### WORK TO DO
Exactly repeat the material, dropping only the pictures.

(Entries from a dataset)
[BEGIN]
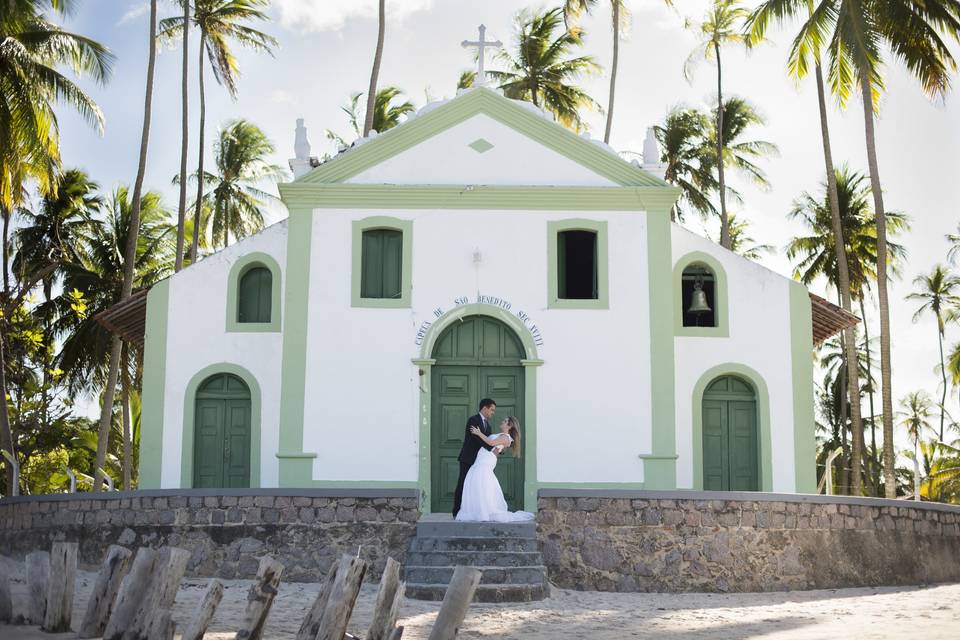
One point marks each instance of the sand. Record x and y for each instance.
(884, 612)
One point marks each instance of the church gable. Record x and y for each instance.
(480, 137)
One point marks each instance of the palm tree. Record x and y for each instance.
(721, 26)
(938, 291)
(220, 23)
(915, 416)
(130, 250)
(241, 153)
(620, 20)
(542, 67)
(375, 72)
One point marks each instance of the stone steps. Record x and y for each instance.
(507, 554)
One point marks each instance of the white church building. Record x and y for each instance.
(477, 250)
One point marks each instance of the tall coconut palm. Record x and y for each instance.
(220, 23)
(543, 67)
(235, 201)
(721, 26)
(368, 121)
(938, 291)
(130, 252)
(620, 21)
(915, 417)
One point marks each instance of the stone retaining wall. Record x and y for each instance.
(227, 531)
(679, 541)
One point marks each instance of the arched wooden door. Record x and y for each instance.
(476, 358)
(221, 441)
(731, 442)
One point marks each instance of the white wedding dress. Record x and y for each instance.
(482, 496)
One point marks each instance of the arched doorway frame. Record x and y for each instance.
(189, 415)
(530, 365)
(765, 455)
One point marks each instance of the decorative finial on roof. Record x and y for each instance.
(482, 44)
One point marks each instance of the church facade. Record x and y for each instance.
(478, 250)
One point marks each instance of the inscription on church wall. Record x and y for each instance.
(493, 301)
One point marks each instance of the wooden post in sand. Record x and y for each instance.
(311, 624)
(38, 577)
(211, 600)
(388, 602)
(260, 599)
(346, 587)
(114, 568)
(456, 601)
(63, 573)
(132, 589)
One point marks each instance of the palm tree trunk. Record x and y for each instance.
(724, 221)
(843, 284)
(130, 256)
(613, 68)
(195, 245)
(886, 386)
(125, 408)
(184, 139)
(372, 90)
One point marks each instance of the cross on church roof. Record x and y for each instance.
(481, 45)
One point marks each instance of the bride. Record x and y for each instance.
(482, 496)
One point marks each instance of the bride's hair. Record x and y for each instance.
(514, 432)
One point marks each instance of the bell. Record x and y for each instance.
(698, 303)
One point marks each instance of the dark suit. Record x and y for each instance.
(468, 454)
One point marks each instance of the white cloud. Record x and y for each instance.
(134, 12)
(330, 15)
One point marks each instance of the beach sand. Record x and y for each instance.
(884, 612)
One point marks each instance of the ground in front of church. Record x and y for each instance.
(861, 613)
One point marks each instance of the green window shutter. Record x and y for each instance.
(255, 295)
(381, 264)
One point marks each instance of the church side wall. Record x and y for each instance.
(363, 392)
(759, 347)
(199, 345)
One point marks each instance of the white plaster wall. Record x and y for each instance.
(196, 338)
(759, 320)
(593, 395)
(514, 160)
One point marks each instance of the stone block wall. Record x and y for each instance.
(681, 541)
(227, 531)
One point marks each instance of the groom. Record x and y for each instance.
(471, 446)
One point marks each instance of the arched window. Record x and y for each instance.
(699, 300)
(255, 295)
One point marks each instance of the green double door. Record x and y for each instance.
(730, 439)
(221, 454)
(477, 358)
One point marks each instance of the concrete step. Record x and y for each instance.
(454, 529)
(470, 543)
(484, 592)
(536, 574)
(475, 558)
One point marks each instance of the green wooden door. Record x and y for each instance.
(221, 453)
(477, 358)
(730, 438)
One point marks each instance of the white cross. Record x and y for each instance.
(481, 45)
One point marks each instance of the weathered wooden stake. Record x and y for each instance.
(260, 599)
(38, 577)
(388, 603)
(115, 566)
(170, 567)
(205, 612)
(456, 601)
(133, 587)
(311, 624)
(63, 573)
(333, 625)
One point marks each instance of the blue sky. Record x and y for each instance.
[END]
### EXERCISE RESULT
One point marks each instance of the sand. Record x and y for each instance.
(884, 612)
One point marks each instance of the church gable. Record x and y for each instance.
(480, 137)
One point marks each instance of the palm tree. Record x and y for each instance.
(721, 26)
(938, 291)
(220, 23)
(915, 416)
(130, 250)
(241, 153)
(620, 20)
(542, 67)
(375, 72)
One point marks each instance of the stone steps. Record x and y for each instance.
(507, 554)
One point marks each instance of the white church building. Record x and y for each instance.
(477, 250)
One point marks each instance of the tall coconut palm. Record x and y for each instance.
(220, 23)
(543, 67)
(235, 201)
(721, 26)
(368, 121)
(938, 291)
(130, 252)
(620, 21)
(915, 417)
One point marks each instance of the stone retaining wall. Record x and y for each instance.
(227, 531)
(679, 541)
One point marks each instance of the arched wooden door. Record x and y for each instance.
(476, 358)
(221, 441)
(731, 442)
One point marks each instance of the white wedding dress. Record x and y for each instance.
(482, 496)
One point marks each instance of the arched doorway frame. Record x and y for each instance.
(189, 415)
(530, 365)
(765, 455)
One point marks each instance of the decorative finial on roof. Record x and y for each instance.
(482, 44)
One point marks each instance of the church facade. Record x and y for each instance.
(478, 250)
One point marks each instance of the inscription on church wall. Record x and y for each instance.
(493, 301)
One point marks each instance of the wooden post in sand. Record x and y for each instance.
(311, 624)
(38, 577)
(211, 600)
(388, 602)
(260, 599)
(346, 587)
(114, 568)
(456, 601)
(63, 573)
(132, 589)
One point marks each instance of the palm tree trunk. Record x and y for each instance.
(724, 221)
(843, 284)
(130, 256)
(613, 68)
(195, 245)
(886, 386)
(125, 408)
(184, 139)
(372, 90)
One point marks each instance of the cross on church roof. Record x and y for each instance.
(481, 45)
One point marks each instance of the bride. Record x and y for each instance.
(482, 496)
One point marks each instance of the bride's hair. Record x and y for each instance.
(514, 432)
One point marks each instance of the bell. Record x and y for each instance.
(698, 303)
One point marks each instance of the dark suit. Record x and y for each instance.
(468, 454)
One point marks each instance of the white cloud. Record x and y for each instance.
(134, 12)
(330, 15)
One point marks each instance of the beach sand. Record x and y for each instance.
(884, 612)
One point marks each instance of the ground in front of church. Record x and y for each instance.
(861, 613)
One point marks each instance of the green window shutter. Record x and y for each instance.
(255, 295)
(381, 264)
One point marks each instance of the church side wall. Record x and y for each instance.
(363, 392)
(759, 347)
(199, 345)
One point marks each instance of the white plaster wall. Record x and y for each instance.
(196, 338)
(759, 320)
(593, 395)
(514, 160)
One point marks each instance of the stone block wall. Record x and y for each instance.
(681, 541)
(227, 531)
One point marks each instance of the groom. Record x and y for each instance.
(471, 446)
One point marks each instance of the arched window. Record x and y for each instance.
(699, 300)
(255, 295)
One point marks each instance of the green double door. Record x and y for each instance.
(730, 439)
(221, 454)
(477, 358)
One point marks each instance of the concrete step. Record x and y for each instance.
(454, 529)
(470, 543)
(484, 592)
(536, 574)
(475, 558)
One point marks each instance of the green wooden door. Record x and y for each instance.
(221, 453)
(477, 358)
(730, 438)
One point marks each instance of the white cross. Record x and y for each instance.
(481, 45)
One point marks each instance of the weathered wooden stake. Record x and y for each instance.
(260, 599)
(38, 577)
(388, 603)
(115, 566)
(170, 567)
(205, 612)
(456, 601)
(133, 587)
(311, 624)
(63, 573)
(333, 625)
One point marks each instance of the blue sky. Record x and y for each instance.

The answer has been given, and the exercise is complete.